_Your assignment_. Every line containing the word "pale" is to be copied from the data below.

[Referring expression pointing data]

╔══

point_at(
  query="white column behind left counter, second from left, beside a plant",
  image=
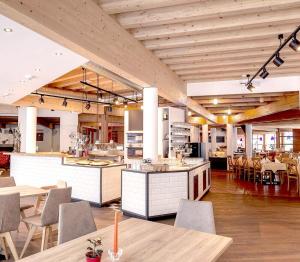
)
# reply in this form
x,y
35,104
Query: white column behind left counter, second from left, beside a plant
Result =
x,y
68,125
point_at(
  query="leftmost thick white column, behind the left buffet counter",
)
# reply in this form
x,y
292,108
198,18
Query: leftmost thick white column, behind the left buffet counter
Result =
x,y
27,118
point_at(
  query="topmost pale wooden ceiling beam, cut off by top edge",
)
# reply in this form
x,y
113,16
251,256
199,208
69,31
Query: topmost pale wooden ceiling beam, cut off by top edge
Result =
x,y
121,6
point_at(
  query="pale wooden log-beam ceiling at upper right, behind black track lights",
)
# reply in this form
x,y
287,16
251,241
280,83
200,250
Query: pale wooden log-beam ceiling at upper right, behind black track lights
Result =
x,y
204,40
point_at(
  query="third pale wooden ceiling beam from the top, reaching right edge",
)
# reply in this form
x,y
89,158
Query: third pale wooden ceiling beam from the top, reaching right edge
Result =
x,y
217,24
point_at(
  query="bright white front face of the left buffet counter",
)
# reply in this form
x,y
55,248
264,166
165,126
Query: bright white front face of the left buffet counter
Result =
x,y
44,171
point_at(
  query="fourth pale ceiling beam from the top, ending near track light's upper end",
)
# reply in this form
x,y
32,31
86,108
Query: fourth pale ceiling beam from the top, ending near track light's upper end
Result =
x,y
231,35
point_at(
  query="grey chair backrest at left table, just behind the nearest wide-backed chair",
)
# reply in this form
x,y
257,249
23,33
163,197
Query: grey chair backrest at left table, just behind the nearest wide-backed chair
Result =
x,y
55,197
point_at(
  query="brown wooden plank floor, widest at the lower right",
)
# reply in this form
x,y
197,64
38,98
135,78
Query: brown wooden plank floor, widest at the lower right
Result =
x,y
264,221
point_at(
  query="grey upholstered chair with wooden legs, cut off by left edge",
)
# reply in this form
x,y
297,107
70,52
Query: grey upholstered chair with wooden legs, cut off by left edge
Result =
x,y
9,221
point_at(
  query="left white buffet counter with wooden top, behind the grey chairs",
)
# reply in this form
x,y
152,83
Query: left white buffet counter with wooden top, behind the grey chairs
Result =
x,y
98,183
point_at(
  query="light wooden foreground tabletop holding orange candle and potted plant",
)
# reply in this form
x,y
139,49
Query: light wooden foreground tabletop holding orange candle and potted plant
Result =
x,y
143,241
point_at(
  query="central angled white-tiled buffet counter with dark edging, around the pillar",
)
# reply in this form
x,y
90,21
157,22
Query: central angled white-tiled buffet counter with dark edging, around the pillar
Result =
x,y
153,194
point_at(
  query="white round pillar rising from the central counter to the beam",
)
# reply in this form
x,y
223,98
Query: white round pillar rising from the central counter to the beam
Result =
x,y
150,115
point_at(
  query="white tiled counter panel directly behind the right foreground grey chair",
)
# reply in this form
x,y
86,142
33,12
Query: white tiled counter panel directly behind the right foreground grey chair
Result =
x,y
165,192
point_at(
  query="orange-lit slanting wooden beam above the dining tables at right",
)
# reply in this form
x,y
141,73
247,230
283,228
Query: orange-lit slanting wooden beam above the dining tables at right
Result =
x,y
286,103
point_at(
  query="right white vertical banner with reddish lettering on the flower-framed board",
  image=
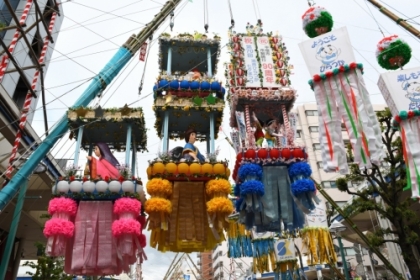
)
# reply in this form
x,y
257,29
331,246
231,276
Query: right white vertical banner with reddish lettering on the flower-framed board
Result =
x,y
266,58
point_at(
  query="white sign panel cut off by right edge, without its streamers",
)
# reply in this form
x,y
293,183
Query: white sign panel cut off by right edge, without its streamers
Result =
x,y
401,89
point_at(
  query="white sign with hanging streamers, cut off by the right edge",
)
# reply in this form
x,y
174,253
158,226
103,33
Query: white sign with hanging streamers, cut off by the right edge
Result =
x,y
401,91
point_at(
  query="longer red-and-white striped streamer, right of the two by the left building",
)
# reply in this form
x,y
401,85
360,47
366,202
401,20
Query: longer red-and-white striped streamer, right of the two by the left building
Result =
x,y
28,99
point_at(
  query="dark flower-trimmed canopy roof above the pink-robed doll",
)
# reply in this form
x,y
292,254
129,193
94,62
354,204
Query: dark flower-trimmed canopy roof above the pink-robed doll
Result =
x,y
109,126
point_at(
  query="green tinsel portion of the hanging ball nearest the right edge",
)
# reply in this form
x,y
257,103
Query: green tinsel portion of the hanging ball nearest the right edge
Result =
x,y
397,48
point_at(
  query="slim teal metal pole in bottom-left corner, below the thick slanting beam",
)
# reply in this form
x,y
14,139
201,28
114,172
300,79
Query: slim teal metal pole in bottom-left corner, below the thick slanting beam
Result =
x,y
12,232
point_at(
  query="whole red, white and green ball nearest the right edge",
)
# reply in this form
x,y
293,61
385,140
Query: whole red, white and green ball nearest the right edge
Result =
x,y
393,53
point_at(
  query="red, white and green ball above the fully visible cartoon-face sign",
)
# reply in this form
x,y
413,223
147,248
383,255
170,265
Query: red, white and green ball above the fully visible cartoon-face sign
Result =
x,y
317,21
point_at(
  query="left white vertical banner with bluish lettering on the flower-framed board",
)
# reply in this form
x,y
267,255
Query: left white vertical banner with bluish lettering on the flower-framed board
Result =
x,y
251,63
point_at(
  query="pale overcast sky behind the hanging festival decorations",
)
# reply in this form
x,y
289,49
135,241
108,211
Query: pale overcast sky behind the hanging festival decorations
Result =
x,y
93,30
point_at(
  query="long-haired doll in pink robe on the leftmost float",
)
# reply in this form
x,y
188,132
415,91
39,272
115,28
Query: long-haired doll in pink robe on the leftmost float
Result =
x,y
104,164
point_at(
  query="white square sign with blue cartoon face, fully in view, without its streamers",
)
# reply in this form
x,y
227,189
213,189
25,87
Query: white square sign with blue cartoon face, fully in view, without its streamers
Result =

╚══

_Exercise answer_.
  query="topmost pale wooden ceiling beam, cut off by top edge",
Query: topmost pale wooden ceiling beam, cut off by top edge
  query="pale wooden log-beam ceiling at upper right, behind black track lights",
Query: pale wooden log-beam ceiling at upper right, behind black track lights
  query="third pale wooden ceiling beam from the top, reaching right edge",
Query: third pale wooden ceiling beam from the top, reaching right edge
  query="fourth pale ceiling beam from the top, ending near track light's upper end",
Query: fourth pale ceiling beam from the top, ending near track light's upper end
  query="pale overcast sky behind the hanging festival decorations",
Query: pale overcast sky behind the hanging festival decorations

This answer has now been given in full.